The Poor Get Poorer

Children eat breakfast at the Baltimore Catholic Charities Head Start program in Edgewood, Maryland. (CNS photo/Nancy Phelan Wiechec)
Children eat breakfast at the Baltimore Catholic Charities Head Start program in Edgewood, Maryland. (CNS photo/Nancy Phelan Wiechec)
First, a heartwarming story out of Boston.

Glen James, a homeless man in his 50s, was walking through a parking lot when he noticed a black bag. Curious, he opened it, and what he found was astonishing. According to the Boston Globe, inside was $2,400 in cash, $40,000 in traveler’s checks, a passport, and some personal papers. James could have used the money to find a place to live or buy the essentials that many of us take for granted. Instead, he did what all of us should do: He turned the bag over to the police.

“Even if I were desperate for money, I would not have kept even a penny of the money found,” he said Monday in a handwritten statement. “God has always very well looked after me.”

The Boston Police Department took note, and James was honored with a citation. Commissioner Ed Davis highlighted his “extraordinary show of character and honesty.” And, according to NPR, an online fund has raised more than $64,000 for James as a sort of reward for his altruism. The missing money, by the way, belonged to a visiting student from China and it’s been returned to its owner.

Now some not so good news.

Forbes magazine released its annual rankings of America’s richest billionaires, and it comes down to this, from the AP: “Basically, the mega rich are mega richer,’’ according to Forbes Senior Editor Kerry Dolan.

The average net worth for those on the list is $5 billion, rising from $4.2 billion is 2012. As the economic crisis recovers, the wealthy are seeing their income adjust accordingly, and as a result:

According to a study of Internal Revenue Service figures released last week, the top 1 percent of U.S. earners collected 19.3 percent of household income in 2012, their largest share in IRS figures going back a century.

U.S. income inequality has been growing for almost three decades. But until last year, the top 1 percent’s share of pre-tax income had not yet surpassed the 18.7 percent it reached in 1927, according to the analysis done by economists at the University of California, Berkeley, the Paris School of Economics and Oxford University.

Now I don’t call attention to this extraordinary wealth to begrudge those who have money. Having spent a few years working in the nonprofit sector, I see firsthand the immense good that wealthy individuals create with their financial resources. The problem is, as the upper class gobbles up more of the nation’s wealth, the middle class is being depleted and the working class falls further behind.

[Point labeling data based on photos]
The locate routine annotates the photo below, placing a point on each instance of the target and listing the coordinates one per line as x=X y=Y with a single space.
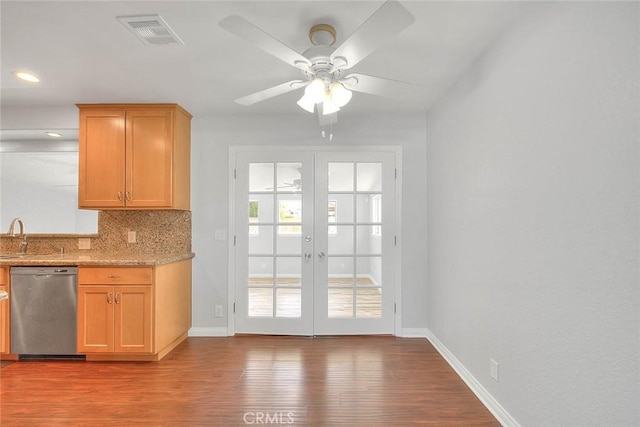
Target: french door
x=314 y=242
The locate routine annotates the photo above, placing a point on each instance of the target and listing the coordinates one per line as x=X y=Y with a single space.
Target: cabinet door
x=132 y=319
x=102 y=159
x=95 y=319
x=149 y=158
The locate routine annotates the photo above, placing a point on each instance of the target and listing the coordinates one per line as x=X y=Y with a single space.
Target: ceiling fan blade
x=386 y=22
x=271 y=92
x=378 y=85
x=244 y=29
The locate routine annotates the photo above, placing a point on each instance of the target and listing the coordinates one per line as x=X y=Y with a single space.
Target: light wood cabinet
x=114 y=318
x=133 y=313
x=4 y=313
x=134 y=156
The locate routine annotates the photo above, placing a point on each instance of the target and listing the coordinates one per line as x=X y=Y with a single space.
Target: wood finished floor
x=328 y=381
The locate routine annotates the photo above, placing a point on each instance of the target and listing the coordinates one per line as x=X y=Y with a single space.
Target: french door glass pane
x=341 y=243
x=288 y=302
x=260 y=302
x=340 y=271
x=261 y=177
x=367 y=243
x=368 y=302
x=340 y=176
x=261 y=242
x=340 y=302
x=340 y=208
x=369 y=177
x=260 y=270
x=260 y=208
x=289 y=177
x=288 y=271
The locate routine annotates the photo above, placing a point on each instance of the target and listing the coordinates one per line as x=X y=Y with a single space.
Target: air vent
x=151 y=29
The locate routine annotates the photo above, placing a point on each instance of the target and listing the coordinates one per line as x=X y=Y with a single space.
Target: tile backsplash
x=161 y=232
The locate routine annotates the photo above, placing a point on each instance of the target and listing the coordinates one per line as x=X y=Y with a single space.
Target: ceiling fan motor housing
x=321 y=64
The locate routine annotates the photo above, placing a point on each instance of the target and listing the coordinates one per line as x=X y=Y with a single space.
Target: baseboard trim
x=208 y=332
x=414 y=332
x=485 y=397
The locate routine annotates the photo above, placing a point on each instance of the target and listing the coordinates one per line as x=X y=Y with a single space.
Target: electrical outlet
x=218 y=310
x=84 y=243
x=493 y=369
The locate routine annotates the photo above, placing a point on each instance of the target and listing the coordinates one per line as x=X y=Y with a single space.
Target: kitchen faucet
x=12 y=233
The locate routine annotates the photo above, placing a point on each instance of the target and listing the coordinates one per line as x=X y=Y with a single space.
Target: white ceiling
x=83 y=54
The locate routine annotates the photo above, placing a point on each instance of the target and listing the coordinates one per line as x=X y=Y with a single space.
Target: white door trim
x=231 y=267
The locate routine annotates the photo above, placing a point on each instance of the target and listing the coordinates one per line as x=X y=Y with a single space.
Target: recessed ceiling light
x=26 y=76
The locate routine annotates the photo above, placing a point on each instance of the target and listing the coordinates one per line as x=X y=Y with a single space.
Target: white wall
x=533 y=208
x=211 y=139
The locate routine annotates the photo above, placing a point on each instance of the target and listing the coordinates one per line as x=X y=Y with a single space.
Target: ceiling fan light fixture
x=306 y=103
x=329 y=107
x=340 y=95
x=315 y=91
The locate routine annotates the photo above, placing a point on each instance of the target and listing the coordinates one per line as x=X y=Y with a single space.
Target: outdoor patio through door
x=314 y=235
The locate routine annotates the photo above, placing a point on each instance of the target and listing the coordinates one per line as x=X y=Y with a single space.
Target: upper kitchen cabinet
x=134 y=156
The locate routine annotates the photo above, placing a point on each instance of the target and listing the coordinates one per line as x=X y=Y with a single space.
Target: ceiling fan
x=327 y=86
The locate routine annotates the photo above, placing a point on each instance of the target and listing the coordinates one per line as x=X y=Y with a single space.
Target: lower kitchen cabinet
x=114 y=319
x=133 y=313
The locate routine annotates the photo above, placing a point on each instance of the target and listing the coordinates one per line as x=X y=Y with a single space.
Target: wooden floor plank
x=354 y=381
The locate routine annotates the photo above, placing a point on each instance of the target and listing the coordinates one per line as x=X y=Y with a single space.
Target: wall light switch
x=84 y=243
x=493 y=369
x=218 y=311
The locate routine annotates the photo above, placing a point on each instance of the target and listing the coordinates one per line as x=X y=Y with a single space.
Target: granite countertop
x=91 y=259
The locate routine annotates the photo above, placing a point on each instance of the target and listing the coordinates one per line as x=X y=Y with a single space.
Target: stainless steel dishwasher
x=43 y=311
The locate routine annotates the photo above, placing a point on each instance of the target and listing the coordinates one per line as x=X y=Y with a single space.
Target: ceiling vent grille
x=150 y=29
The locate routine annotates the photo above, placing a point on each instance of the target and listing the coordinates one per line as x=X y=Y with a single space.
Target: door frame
x=231 y=266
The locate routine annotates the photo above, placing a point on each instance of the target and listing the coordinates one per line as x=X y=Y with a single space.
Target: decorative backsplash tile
x=160 y=232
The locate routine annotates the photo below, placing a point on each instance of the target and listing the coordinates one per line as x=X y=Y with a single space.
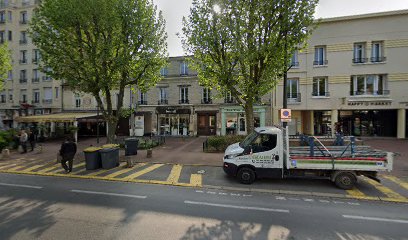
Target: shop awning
x=56 y=117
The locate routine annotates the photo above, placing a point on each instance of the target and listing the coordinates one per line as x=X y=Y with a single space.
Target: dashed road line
x=396 y=180
x=376 y=219
x=109 y=194
x=20 y=185
x=237 y=206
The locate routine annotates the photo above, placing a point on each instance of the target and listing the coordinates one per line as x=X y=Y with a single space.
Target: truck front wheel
x=345 y=180
x=246 y=175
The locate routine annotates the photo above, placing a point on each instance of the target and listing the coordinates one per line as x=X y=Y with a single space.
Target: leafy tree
x=5 y=63
x=101 y=47
x=241 y=46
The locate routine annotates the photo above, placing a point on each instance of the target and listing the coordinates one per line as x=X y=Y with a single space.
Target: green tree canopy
x=241 y=46
x=101 y=46
x=5 y=64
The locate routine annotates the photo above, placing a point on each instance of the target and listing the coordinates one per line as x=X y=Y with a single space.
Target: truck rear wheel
x=246 y=175
x=345 y=180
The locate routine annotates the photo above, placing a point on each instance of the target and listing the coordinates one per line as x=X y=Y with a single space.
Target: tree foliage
x=101 y=46
x=241 y=46
x=5 y=63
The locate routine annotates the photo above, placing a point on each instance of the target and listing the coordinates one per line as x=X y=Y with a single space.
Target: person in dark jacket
x=67 y=152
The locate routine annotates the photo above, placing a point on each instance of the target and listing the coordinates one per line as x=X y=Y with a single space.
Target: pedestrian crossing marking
x=175 y=174
x=196 y=180
x=388 y=192
x=125 y=170
x=142 y=172
x=396 y=180
x=49 y=168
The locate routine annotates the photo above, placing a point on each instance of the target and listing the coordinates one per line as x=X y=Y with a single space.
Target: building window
x=47 y=95
x=320 y=56
x=292 y=87
x=368 y=85
x=377 y=54
x=23 y=17
x=183 y=68
x=23 y=57
x=163 y=96
x=206 y=98
x=23 y=76
x=2 y=17
x=183 y=94
x=320 y=87
x=294 y=61
x=228 y=98
x=359 y=53
x=142 y=98
x=36 y=96
x=164 y=71
x=23 y=37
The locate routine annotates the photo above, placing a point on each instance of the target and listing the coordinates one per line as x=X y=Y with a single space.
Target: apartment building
x=27 y=91
x=352 y=77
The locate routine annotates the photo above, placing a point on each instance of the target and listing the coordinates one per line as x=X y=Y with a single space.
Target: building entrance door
x=206 y=124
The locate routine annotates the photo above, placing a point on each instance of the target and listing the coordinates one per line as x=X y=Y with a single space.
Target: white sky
x=174 y=10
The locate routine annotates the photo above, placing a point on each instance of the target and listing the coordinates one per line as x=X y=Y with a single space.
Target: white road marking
x=20 y=185
x=237 y=207
x=109 y=194
x=376 y=219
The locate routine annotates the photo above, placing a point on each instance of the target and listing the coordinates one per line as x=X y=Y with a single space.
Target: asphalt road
x=35 y=207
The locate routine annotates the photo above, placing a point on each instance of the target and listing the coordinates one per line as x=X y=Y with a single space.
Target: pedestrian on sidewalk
x=67 y=152
x=23 y=141
x=31 y=139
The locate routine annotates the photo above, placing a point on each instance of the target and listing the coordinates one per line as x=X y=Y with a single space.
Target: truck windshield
x=248 y=140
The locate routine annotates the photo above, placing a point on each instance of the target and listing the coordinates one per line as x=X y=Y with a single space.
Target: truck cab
x=260 y=154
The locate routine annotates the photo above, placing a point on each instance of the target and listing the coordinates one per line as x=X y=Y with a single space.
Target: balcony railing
x=184 y=101
x=163 y=102
x=206 y=101
x=321 y=94
x=360 y=60
x=375 y=93
x=294 y=97
x=378 y=59
x=320 y=62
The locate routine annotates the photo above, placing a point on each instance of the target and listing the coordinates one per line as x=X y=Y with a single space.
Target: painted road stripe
x=196 y=180
x=237 y=207
x=142 y=172
x=396 y=180
x=376 y=219
x=109 y=194
x=388 y=192
x=175 y=174
x=20 y=185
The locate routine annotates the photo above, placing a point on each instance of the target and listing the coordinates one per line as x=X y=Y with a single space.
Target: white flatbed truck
x=265 y=153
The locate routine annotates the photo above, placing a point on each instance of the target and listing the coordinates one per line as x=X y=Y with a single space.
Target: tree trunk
x=111 y=124
x=249 y=117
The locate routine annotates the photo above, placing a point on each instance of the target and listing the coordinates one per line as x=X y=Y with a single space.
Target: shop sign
x=377 y=103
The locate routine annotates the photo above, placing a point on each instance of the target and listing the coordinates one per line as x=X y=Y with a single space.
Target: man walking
x=23 y=140
x=67 y=152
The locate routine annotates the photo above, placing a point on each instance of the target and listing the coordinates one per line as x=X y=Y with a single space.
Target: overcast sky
x=174 y=10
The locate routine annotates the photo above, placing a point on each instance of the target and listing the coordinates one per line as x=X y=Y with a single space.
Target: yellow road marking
x=174 y=174
x=142 y=172
x=396 y=180
x=33 y=168
x=388 y=192
x=196 y=180
x=49 y=168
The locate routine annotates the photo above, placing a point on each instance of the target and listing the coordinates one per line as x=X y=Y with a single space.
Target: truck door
x=267 y=156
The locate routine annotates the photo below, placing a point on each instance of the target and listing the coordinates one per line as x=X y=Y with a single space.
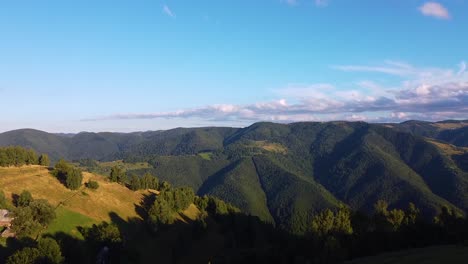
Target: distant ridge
x=284 y=173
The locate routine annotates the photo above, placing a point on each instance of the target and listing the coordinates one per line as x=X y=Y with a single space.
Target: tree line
x=18 y=156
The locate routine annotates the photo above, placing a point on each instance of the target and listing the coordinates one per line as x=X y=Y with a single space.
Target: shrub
x=93 y=185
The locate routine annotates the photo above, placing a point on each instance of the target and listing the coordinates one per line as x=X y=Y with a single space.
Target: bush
x=93 y=185
x=70 y=176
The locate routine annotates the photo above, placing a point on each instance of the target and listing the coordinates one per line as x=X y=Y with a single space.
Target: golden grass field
x=430 y=255
x=270 y=146
x=95 y=204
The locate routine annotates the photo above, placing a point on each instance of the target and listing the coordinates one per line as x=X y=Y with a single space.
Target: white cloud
x=290 y=2
x=424 y=94
x=168 y=11
x=321 y=2
x=434 y=9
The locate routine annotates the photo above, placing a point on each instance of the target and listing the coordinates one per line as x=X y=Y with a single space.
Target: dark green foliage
x=3 y=201
x=328 y=222
x=44 y=160
x=117 y=174
x=149 y=181
x=31 y=219
x=17 y=156
x=24 y=256
x=160 y=214
x=178 y=199
x=24 y=199
x=49 y=251
x=103 y=234
x=318 y=164
x=215 y=205
x=135 y=183
x=93 y=185
x=68 y=174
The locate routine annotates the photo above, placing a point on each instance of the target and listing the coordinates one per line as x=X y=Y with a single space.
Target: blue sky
x=69 y=66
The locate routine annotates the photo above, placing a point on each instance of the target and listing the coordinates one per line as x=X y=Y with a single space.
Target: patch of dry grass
x=444 y=126
x=96 y=204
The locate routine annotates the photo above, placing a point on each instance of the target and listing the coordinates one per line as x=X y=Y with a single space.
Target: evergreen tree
x=24 y=199
x=44 y=160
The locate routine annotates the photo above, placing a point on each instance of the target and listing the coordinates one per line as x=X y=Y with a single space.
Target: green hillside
x=284 y=173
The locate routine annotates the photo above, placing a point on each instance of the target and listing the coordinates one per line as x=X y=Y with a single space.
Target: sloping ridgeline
x=286 y=173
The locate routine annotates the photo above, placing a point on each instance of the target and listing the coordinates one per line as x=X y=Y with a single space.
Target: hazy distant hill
x=285 y=173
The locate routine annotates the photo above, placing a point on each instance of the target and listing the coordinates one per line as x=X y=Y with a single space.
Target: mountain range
x=285 y=173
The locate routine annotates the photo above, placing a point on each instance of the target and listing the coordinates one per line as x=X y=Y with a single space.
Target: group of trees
x=18 y=156
x=342 y=234
x=31 y=216
x=46 y=250
x=147 y=181
x=68 y=174
x=167 y=203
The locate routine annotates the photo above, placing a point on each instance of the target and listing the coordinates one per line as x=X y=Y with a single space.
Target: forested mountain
x=286 y=173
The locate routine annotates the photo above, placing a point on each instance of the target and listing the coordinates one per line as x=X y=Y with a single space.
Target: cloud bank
x=168 y=11
x=426 y=94
x=434 y=9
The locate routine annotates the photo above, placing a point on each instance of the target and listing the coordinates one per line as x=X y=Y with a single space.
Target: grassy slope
x=239 y=184
x=110 y=197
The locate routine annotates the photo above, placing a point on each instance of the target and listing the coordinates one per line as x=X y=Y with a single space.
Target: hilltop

Exercise:
Transcribe the article about wealth and poverty, everything from "The Boston Police" down to "Editor Kerry Dolan.". Draw only on the article about wealth and poverty.

Full response:
The Boston Police Department took note, and James was honored with a citation. Commissioner Ed Davis highlighted his “extraordinary show of character and honesty.” And, according to NPR, an online fund has raised more than $64,000 for James as a sort of reward for his altruism. The missing money, by the way, belonged to a visiting student from China and it’s been returned to its owner.

Now some not so good news.

Forbes magazine released its annual rankings of America’s richest billionaires, and it comes down to this, from the AP: “Basically, the mega rich are mega richer,’’ according to Forbes Senior Editor Kerry Dolan.